Задания |
(a) Ответьте на вопросы по тексту о переговорах в Толедо:
(i) Какого числа послы въехали в Толедо?
(ii) Сколько времени длилась речь президента де Сельве?
(iii) Кому регентша написала письмо, когда король находился в заключении в Пиццигеттоне?
(b) Продолжите текст о переговорах в Толедо, начиная сразу после его последнего предложения.

Исходный текст |
####################

Тем временем послы, посланные Мадам для ведения переговоров до прибытия герцогини Алансонской в Испанию, въехали в Толедо 16 июля. Приём, оказанный им в императорском дворце, был великолепным. Личная охрана Карла V выстроилась во дворах, вестибюлях и галереях дворца, присутствовали также главные лица и офицеры испанского двора. Возглавлявшие французскую делегацию президент де Сельве и архиепископ Амбренский выступили вперёд и, сердечно поприветствовав императора, вручили ему свои верительные грамоты от регентши. Внимательно прочитав их, Карл V поинтересовался здоровьем герцогини Ангулемской. Президент ответил:
— Благодарение Богу, мадам была в полном здравии и только что покинула Лион, чтобы приблизиться к месту переговоров.
Затем император приказал всем своим придворным покинуть апартаменты, за исключением вице-короля Ланнуа, графа де Нассау, дона Уго де Монкады, канцлера Гаттинары, графа де Рьё и нескольких других важных членов тайного совета Испании. Президент де Сельве произнёс речь, которая длилась почти полтора часа. Он сравнил блага мира с невзгодами войны, и продолжил, что, поскольку император был принцем, обладавшим наибольшим территориальным влиянием со времён Карла Великого, он должен проявить милосердие и великодушие по отношению к Франциску, тем более, что Мадам была кузиной Марии Бургундской, бабушки Карла V. Когда президент закончил, император ответил:
— Мы всегда желали мира, но, к нашему великому сожалению, между нами и королём разразилась война.
Послы также спросили, готов ли Карл договориться о выкупе короля деньгами или он полон решимости настаивать на условиях, предложенных в Пиццигеттоне, в ожидании прибытия герцогини Алансонской. Император ответил, что не примет выкуп за Франциска и предоставил членам своего совета обсуждать все спорные вопросы с послами.
Во второй половине того же дня послы удостоились частной аудиенции у канцлера Гаттинары, а вечером посетили сестру Карла V, чтобы вручить ей письма от регентши.
— Впоследствии мы сказали ей, что король и Вы, мадам… поручили нам поблагодарить её за добрую волю, которую она проявила для освобождения короля и содействия миру, — сообщил президент Луизе Савойской. — Затем мы, от нашего собственного имени, умоляли, чтобы она продолжила оказывать эти добрые услуги до тех пор, пока дела не придут к счастливому завершению…
Во время заключения короля в Пиццигеттоне регентша написала Элеоноре Австрийской письмо с просьбой использовать своё влияние на брата, чтобы смягчить жёсткие условия, предложенные им Франциску.
— Ах, мадам! Если бы в моей власти было освободить короля! — ответила ей сестра императора.
Быстрый и сердечный ответ вдовствующей королевы Португалии очень утешил герцогиню Ангулемскую, которая увидела в нём подтверждение того, что Элеонора Австрийская с неприязнью относится к браку с герцогом Бурбоном.

####################

Записи |
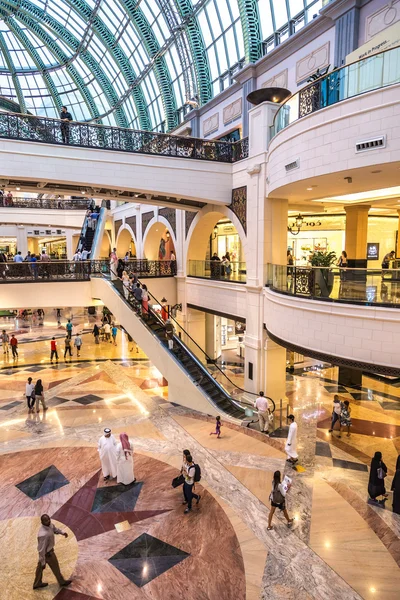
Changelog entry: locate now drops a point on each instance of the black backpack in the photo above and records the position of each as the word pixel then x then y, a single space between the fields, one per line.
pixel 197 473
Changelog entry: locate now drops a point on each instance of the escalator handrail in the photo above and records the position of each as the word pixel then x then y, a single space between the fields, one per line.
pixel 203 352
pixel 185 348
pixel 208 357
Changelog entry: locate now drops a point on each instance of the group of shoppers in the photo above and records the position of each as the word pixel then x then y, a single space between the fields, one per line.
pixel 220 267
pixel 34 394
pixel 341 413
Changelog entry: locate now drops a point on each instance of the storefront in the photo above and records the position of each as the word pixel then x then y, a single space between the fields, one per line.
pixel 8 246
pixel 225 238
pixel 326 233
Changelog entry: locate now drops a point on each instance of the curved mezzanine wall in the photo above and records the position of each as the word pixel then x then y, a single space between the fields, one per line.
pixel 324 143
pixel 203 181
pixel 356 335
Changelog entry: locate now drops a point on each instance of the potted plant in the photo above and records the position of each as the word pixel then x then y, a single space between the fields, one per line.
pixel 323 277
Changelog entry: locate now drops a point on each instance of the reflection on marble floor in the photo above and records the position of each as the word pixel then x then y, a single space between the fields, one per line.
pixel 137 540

####################

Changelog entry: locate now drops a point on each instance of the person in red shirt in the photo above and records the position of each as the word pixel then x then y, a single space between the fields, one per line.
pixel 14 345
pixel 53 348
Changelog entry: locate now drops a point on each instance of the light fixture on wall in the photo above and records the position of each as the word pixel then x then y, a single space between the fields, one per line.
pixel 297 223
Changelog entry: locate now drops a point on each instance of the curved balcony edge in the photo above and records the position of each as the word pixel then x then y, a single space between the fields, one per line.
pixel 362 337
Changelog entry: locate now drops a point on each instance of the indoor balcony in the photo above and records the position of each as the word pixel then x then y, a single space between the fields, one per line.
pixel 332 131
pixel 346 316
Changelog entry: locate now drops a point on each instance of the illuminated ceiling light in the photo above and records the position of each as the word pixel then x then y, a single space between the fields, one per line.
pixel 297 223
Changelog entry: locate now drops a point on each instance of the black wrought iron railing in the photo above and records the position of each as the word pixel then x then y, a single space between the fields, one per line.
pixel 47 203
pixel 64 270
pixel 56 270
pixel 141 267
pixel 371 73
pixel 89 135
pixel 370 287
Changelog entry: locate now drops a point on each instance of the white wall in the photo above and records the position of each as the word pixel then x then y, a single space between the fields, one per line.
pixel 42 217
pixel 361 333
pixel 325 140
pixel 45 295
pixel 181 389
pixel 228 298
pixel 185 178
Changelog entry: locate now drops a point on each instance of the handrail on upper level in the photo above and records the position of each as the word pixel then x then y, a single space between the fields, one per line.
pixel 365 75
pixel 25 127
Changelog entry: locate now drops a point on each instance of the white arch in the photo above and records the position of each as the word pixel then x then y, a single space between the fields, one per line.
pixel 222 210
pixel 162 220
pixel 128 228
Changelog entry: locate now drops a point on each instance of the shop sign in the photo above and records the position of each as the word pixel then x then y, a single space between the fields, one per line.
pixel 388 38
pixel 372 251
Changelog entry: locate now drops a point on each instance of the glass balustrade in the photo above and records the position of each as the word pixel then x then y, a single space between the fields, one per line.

####################

Ответы |
(a)
(i) 16 июля.
(ii) Почти полтора часа.
(iii) Элеоноре Австрийской, сестре императора.

(b)
С 20 июля начались дебаты между французскими послами и членами тайного совета в императорском дворце. А в понедельник, 24 июля, канцлер сказал им, что император ни в коем случае не смягчит своих справедливых требований, следовательно, поскольку Франциск не имеет права отторгать какую-либо территорию от французской короны, то, по его мнению, приезд Маргариты «скорее вызовет разочарование, чем что-либо другое, и не принесёт пользы королю, её брату».
На что архиепископ Амбренский поспешно ответил:
— Что бы ни говорилось, я, со своей стороны, вижу, что присутствие мадам герцогини Алансонской более необходимо, чем когда-либо, для того, чтобы она могла добиться удовлетворительного ответа.
Тем не менее, ратифицировав перемирие между Францией и Империей, Карл согласился удовлетворить желание Франциска незамедлительно прибыть к императорскому двору, и в качестве подтверждения своей искренности отправил своих офицеров и поставщиков, чтобы организовать поездку короля в Мадрид и пообещал прислать вице-короля для сопровождения его туда по окончании переговоров в Толедо.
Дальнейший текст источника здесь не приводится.